> **TEXTO DE ORIGEM**
────────────────
Liberalismo político no pensamento de Carl Schmitt: amigo ou inimigo?

Pedro H. Villas Bôas Castelo Branco

Bernardo FERREIRA. O risco do político: crítica ao liberalismo e teoria política no pensamento de Carl Schmitt. Belo Horizonte/Rio de Janeiro, Editora da UFMG/Iuperj, 2004. 339 páginas.

O Risco do político de Bernardo Ferreira, publicado em 2004, representa uma original contribuição dentro e fora do Brasil. Embora o autor afirme que seu trabalho incorpore algo do caráter assistemático da produção intelectual de Carl Schmitt, a leitura do livro oferece ao leitor uma exposição metódica, ordenada e clara de como a teoria política de Schmitt se constrói mediante sua polêmica com o pensamento liberal. Bernardo Ferreira examina a crítica que o autor alemão faz aos principais conceitos e representações da ordem liberal durante o período da República de Weimar, precisamente, entre 1919 e 1933. A crítica ao liberalismo, elaborada antes de Schmitt aderir ao nazismo em 1933, teria sido decisiva para o autor forjar seu conceito do político. Temas como a secularização, a análise da modernidade, a crise do Estado, o niilismo, a teologia política, a técnica, a crítica do racionalismo da Aufklärung, a realização do direito, estão intimamente ligados à crítica ao liberalismo.
────────────────
> **RESOLVA O SEGUINTE**
A. Traduza para o inglês esta frase da resenha: "A crítica ao liberalismo, elaborada antes de Schmitt aderir ao nazismo em 1933, teria sido decisiva para o autor forjar seu conceito do político."
B. Transcreva da resenha o trecho que começa em "Bernardo FERREIRA. O" e termina em "2004. 339 páginas.".

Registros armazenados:
────────────────
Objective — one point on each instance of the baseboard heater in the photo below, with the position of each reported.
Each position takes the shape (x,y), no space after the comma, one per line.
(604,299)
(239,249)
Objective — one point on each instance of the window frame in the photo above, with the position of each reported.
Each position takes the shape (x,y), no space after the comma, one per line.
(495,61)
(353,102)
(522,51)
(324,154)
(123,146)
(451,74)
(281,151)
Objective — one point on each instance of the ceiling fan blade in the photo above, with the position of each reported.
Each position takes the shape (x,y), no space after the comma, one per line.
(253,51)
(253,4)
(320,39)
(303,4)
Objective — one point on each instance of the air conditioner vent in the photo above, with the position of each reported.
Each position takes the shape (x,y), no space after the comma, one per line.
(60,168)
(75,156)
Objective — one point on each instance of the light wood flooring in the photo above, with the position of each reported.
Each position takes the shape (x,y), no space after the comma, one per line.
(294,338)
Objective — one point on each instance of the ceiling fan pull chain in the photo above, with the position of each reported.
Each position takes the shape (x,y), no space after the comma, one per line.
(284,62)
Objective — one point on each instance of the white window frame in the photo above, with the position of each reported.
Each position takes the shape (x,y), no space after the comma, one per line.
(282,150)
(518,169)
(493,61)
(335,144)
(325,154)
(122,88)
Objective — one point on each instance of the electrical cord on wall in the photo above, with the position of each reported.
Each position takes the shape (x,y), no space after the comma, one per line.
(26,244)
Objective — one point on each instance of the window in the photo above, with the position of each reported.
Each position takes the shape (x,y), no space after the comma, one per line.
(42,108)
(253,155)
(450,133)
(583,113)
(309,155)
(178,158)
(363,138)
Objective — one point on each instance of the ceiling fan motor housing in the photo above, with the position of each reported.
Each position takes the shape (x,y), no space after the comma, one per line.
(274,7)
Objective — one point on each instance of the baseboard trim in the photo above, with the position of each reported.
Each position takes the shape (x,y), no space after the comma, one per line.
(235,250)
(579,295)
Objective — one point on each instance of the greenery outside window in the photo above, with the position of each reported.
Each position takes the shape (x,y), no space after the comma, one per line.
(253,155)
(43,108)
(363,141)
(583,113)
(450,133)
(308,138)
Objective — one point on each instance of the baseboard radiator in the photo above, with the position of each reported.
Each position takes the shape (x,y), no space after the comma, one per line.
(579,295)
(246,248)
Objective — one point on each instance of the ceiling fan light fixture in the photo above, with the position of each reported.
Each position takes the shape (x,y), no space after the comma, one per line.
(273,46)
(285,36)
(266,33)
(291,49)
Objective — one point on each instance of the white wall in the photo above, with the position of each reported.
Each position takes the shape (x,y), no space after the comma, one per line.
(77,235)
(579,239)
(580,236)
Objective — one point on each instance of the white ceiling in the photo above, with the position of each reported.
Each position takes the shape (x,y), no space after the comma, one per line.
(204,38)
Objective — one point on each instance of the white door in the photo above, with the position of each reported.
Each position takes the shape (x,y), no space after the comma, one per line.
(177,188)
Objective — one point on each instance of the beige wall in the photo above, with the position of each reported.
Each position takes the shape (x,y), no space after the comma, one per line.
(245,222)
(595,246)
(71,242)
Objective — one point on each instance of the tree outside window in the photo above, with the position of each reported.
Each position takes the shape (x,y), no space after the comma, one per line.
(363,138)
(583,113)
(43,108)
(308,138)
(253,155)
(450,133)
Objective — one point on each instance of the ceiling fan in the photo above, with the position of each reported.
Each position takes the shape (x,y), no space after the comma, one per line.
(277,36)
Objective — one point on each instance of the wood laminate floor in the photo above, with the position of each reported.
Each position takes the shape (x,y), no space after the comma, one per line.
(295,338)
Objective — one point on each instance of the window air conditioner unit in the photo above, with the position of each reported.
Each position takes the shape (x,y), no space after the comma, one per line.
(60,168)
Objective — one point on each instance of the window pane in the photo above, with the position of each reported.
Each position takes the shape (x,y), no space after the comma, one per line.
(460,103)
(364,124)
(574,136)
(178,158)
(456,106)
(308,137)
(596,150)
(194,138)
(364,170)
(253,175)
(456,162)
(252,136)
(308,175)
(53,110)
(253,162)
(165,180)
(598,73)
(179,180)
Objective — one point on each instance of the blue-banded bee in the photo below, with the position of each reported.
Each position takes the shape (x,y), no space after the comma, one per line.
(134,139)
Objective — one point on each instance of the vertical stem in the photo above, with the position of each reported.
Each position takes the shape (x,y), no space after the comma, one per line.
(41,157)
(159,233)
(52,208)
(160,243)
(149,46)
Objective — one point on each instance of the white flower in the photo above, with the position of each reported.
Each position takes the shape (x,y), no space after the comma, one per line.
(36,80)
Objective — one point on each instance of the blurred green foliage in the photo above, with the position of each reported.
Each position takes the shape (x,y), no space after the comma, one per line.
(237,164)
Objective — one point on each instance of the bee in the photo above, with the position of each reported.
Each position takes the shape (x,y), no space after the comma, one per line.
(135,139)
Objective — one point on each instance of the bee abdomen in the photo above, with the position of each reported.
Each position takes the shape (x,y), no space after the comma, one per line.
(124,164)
────────────────
> **RESPOSTAS ÀS TAREFAS**
A. The critique of liberalism, developed before Schmitt joined Nazism in 1933, is said to have been decisive for the author in forging his concept of the political.

B.
Bernardo FERREIRA. O risco do político: crítica ao liberalismo e teoria política no pensamento de Carl Schmitt. Belo Horizonte/Rio de Janeiro, Editora da UFMG/Iuperj, 2004. 339 páginas.